Problem to solve:
Each line of the data has to be retyped exactly as it is.

Input records:
════════════════════

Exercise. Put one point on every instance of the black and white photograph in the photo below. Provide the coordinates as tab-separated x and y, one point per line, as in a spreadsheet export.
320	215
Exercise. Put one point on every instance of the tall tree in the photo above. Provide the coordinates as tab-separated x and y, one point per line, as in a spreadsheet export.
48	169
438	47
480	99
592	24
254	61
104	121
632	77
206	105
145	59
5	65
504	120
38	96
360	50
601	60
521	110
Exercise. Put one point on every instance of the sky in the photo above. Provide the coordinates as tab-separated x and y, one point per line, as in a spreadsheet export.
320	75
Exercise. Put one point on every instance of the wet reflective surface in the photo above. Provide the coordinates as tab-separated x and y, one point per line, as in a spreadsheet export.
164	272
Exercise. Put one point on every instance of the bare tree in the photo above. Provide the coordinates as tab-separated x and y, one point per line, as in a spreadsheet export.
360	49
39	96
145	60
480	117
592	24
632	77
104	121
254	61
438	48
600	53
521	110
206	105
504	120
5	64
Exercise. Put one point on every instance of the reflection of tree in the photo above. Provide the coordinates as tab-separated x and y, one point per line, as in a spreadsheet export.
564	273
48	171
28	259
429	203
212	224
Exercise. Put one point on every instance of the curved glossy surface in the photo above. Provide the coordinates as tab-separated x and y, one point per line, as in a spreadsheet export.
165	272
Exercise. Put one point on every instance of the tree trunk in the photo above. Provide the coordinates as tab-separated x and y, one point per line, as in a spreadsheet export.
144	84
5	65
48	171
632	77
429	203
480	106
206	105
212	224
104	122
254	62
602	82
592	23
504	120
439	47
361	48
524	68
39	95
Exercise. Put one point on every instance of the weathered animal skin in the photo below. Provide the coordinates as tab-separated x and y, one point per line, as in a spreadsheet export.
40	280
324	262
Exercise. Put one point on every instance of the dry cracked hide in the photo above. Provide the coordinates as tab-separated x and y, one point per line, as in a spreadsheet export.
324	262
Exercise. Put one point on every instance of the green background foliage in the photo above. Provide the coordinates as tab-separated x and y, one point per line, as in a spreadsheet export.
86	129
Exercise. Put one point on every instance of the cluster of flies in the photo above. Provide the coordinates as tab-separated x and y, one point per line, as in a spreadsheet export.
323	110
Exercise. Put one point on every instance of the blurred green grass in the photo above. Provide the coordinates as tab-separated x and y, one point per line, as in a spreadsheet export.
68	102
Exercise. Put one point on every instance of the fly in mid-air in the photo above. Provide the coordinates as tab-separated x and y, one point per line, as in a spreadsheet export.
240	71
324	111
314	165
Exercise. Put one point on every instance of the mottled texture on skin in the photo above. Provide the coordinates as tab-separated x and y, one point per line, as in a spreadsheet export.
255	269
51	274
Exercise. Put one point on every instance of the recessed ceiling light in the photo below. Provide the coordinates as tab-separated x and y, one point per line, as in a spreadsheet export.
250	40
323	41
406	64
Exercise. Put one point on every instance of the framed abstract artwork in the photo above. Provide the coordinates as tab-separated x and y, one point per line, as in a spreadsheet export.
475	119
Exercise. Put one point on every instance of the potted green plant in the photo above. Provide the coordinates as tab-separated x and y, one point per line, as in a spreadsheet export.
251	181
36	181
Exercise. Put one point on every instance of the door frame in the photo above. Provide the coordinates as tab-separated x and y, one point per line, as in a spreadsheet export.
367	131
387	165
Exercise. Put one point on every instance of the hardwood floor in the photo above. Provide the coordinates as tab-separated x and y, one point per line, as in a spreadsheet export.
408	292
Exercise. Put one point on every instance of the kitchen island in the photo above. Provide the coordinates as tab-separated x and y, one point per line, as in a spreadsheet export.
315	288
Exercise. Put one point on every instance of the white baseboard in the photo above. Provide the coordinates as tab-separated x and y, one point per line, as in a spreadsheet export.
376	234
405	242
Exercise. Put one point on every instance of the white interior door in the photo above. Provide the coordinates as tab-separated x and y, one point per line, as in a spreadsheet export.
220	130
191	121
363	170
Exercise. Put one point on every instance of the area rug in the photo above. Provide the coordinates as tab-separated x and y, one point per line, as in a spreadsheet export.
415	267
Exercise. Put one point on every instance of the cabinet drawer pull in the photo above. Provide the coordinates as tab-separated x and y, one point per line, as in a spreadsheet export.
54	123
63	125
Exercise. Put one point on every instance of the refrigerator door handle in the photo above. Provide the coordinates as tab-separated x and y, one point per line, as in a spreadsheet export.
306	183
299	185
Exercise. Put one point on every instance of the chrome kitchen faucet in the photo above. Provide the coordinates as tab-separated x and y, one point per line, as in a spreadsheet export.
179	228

════════════════════

Answer space:
Exercise. Put one point on every instance of the black and white photograph in the photo below. Provide the coordinates as tab-separated x and y, one point per line, as in a spreadsheet export.
320	215
Exercise. Put one point on every instance of the tall tree in the photo above. Provide the coordinates as tab-separated x and y, one point per line, as in a spreadsheet export.
48	169
438	47
480	99
592	24
254	61
104	121
632	77
206	105
145	59
5	65
504	120
38	96
360	50
601	60
521	110
Exercise. Put one point on every instance of the sky in the photo above. Provide the coordinates as tab-separated x and y, one point per line, as in a spreadsheet export.
320	75
Exercise. Put one point on every instance of the wet reflective surface in the photo above. Provide the coordinates as tab-separated x and y, one point per line, as in a spreadsheet export.
164	272
Exercise. Put one point on every instance of the bare tree in the photo above. Provide the coordinates as tab-separated x and y, one point per line, as in a spreadsheet export.
360	49
39	96
145	60
480	117
592	24
632	77
104	121
254	61
438	48
600	53
521	110
206	105
504	120
5	64
Exercise. Put one point on every instance of the reflection of tree in the photo above. Provide the coordinates as tab-separated x and y, one point per line, as in a spreadsheet export.
564	273
48	171
28	259
429	203
212	224
Exercise. Put one point on every instance of the curved glossy surface in the photo above. Provide the coordinates as tab-separated x and y, one point per line, as in a spreadsheet export.
165	272
Exercise. Put one point on every instance of the tree trunk in the photo above. Provide the coordinates as tab-separated x and y, one point per line, as in a spreadsheet export.
144	84
5	65
48	171
632	77
429	203
480	106
206	105
212	224
104	122
254	62
602	82
592	23
504	120
439	47
361	48
524	68
39	95
Exercise. Put one point on every instance of the weathered animal skin in the photo below. Provide the coordinates as tab-separated x and y, one point per line, as in a spreadsheet export.
40	280
324	262
Exercise. Put one point on every instance of the dry cracked hide in the photo above. Provide the coordinates as tab-separated x and y, one point per line, as in a spreadsheet export.
324	262
Exercise. Put one point on every instance of the green background foliage in the photo above. Provide the coordinates as tab-separated x and y, one point per line, as in a spreadsheet export.
86	129
Exercise. Put one point on every instance of the cluster of flies in the photo above. Provide the coordinates as tab-separated x and y, one point per line, as in a spreadsheet export.
323	110
Exercise. Put one point on every instance of the blurred green grass in the photo above. Provide the coordinates as tab-separated x and y, one point per line, as in a spreadsheet export.
68	102
Exercise. Put one point on every instance of the fly in mid-air in the photo above. Provide the coordinates as tab-separated x and y, one point per line, as in a spreadsheet export.
240	71
324	111
314	165
Exercise. Put one point on every instance of the mottled texture on skin in the photo above. Provide the coordinates as tab-separated x and y, one point per line, as in a spreadsheet export.
255	269
51	274
Exercise. Put one point on every instance of the recessed ceiling light in the photo below. Provide the coordinates as tab-separated x and y, one point per line, as in a spreadsheet export.
250	40
323	41
406	64
Exercise. Put one point on every instance of the framed abstract artwork in the photo above. Provide the coordinates as tab-separated x and y, one point per line, as in a spreadsheet export.
475	119
Exercise. Put one point on every instance of the potted green plant in the photo above. Provide the coordinates as tab-separated x and y, one point per line, as in a spreadsheet export.
251	181
36	181
Exercise. Put one point on every instance of the door frame in the photo above. Provide the coordinates as tab-separated x and y, one point per line, as in a spreadsheet export.
367	131
387	165
Exercise. Put one point on every instance of the hardwood floor in the photo above. Provide the coordinates as tab-separated x and y, one point per line, as in a spreadsheet export.
408	292
Exercise. Put one point on every instance of the kitchen island in the photo above. Provide the coordinates as tab-separated x and y, one point per line, as in a spreadsheet export.
315	288
Exercise. Put one point on every instance of the white baseboard in the photo above. Provide the coordinates as tab-separated x and y, one point per line, as in a spreadsheet export.
376	234
405	242
Exercise. Put one point on every instance of the white interior door in the photo above. Provide the coordinates as tab-separated x and y, one point per line, as in a spreadsheet export.
220	130
191	121
363	170
Exercise. Put one point on every instance of the area rug in the photo above. Provide the coordinates as tab-separated x and y, one point per line, as in a spreadsheet export.
415	267
Exercise. Put one point on every instance of the cabinet drawer pull in the photo above. Provide the coordinates as tab-separated x and y, one point per line, as in a spreadsheet export.
54	123
63	125
Exercise. Put one point on every instance of the refrigerator door handle in the photo above. Provide the coordinates as tab-separated x and y, one point per line, as in a spreadsheet export.
306	183
299	185
Exercise. Put one point on every instance of the chrome kitchen faucet in the photo above. Provide the coordinates as tab-separated x and y, one point per line, as in a spreadsheet export.
179	228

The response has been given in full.